Work required >> Each line below should be written out again exactly.

▼

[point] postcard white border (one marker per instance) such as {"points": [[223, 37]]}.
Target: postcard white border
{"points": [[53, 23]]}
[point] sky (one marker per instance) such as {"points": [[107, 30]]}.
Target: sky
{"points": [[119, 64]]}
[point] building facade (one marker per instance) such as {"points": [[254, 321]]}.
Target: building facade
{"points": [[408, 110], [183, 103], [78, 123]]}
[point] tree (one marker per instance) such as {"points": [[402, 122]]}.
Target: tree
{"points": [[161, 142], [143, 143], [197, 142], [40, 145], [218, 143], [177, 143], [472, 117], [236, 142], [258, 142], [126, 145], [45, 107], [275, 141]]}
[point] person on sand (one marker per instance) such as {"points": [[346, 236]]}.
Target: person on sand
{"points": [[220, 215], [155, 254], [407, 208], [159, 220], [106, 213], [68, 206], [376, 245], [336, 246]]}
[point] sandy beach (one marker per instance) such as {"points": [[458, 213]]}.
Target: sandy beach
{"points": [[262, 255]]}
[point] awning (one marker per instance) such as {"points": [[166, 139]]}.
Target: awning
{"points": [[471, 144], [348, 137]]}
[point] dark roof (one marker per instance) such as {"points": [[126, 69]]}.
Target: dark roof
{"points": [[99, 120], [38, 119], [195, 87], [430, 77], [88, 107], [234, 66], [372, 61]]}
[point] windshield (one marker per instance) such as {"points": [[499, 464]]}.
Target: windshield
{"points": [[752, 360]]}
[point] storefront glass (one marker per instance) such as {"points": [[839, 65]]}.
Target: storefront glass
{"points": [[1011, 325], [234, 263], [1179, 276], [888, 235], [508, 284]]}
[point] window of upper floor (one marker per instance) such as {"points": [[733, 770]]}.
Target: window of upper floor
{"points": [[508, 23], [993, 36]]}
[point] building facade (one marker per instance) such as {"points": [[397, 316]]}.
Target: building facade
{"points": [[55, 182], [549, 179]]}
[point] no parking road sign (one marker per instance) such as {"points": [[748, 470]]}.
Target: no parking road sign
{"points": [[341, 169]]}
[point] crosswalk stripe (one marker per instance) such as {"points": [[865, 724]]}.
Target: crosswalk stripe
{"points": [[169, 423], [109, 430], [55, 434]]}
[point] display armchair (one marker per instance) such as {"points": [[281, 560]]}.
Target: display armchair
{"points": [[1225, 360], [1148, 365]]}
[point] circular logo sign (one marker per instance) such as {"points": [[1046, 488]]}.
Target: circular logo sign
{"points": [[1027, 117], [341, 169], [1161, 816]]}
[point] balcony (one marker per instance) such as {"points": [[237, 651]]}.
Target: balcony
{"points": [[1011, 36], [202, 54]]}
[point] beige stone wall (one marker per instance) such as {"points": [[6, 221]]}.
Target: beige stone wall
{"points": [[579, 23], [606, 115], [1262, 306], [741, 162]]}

▲

Answer section >>
[point] postcard white border (one marker per instance) such as {"points": [[223, 37]]}.
Target: postcard white border
{"points": [[53, 23]]}
[point] sky (one marker per instance) such as {"points": [[107, 30]]}.
Target: sky
{"points": [[119, 64]]}
[point] building facade (one marker per instance) such as {"points": [[254, 321]]}.
Target: building facade
{"points": [[408, 110], [183, 103], [78, 123]]}
[point] tree (one marker per instance) such as {"points": [[402, 122]]}.
Target: tree
{"points": [[161, 142], [143, 143], [197, 142], [40, 145], [218, 143], [177, 143], [472, 117], [236, 142], [258, 142], [126, 145], [45, 107], [275, 141]]}
[point] person on sand (one marker per instance) such as {"points": [[346, 236]]}.
Target: person on sand
{"points": [[220, 215], [155, 254], [407, 208], [159, 220], [106, 213], [68, 206], [376, 245], [336, 246]]}
[point] sandy beach (one marker per instance) such as {"points": [[458, 213]]}.
Target: sandy beach
{"points": [[262, 255]]}
[point] awning (one marker per instance) such as {"points": [[166, 139]]}.
Target: awning
{"points": [[471, 144], [348, 137]]}
[point] dark roof (one marker per instance) such as {"points": [[126, 69]]}.
Target: dark roof
{"points": [[99, 120], [38, 119], [195, 87], [430, 77], [88, 107], [234, 66], [372, 61]]}
[point] windshield (one marker per instance) such as {"points": [[499, 464]]}.
Target: windshield
{"points": [[752, 360]]}
[point] storefront glass (one marker per instance) such as {"points": [[839, 65]]}.
Target: storefront glass
{"points": [[1011, 325], [234, 263], [1179, 276], [888, 235], [508, 284]]}
[point] window of upper floor (one marker per instance) such as {"points": [[733, 770]]}.
Target: window of upper floor
{"points": [[508, 23], [993, 36]]}
[point] building facade (one marker per instance) such as {"points": [[397, 316]]}.
Target: building facade
{"points": [[55, 182], [549, 179]]}
[point] no parking road sign (one marker per instance) such as {"points": [[748, 470]]}.
Target: no parking road sign
{"points": [[341, 169]]}
[point] crosswalk stripe (one marker per instance) such as {"points": [[865, 724]]}.
Target: crosswalk stripe
{"points": [[169, 423], [109, 430], [55, 434]]}
[point] display armchair (one marker per instance) such as {"points": [[281, 560]]}.
Target: display armchair
{"points": [[1225, 360], [1148, 365]]}
[point] circular logo sign (one marker per instance) such as {"points": [[1046, 488]]}.
Target: circular logo sign
{"points": [[1027, 117], [341, 169], [1161, 816]]}
[point] balcony (one marker per instance) such as {"points": [[237, 651]]}.
Target: balcony
{"points": [[1011, 36], [202, 54]]}
[point] beige stone wall (one marker per instance) such as {"points": [[6, 221]]}.
Target: beige stone wall
{"points": [[579, 23], [606, 115], [1262, 306], [741, 162]]}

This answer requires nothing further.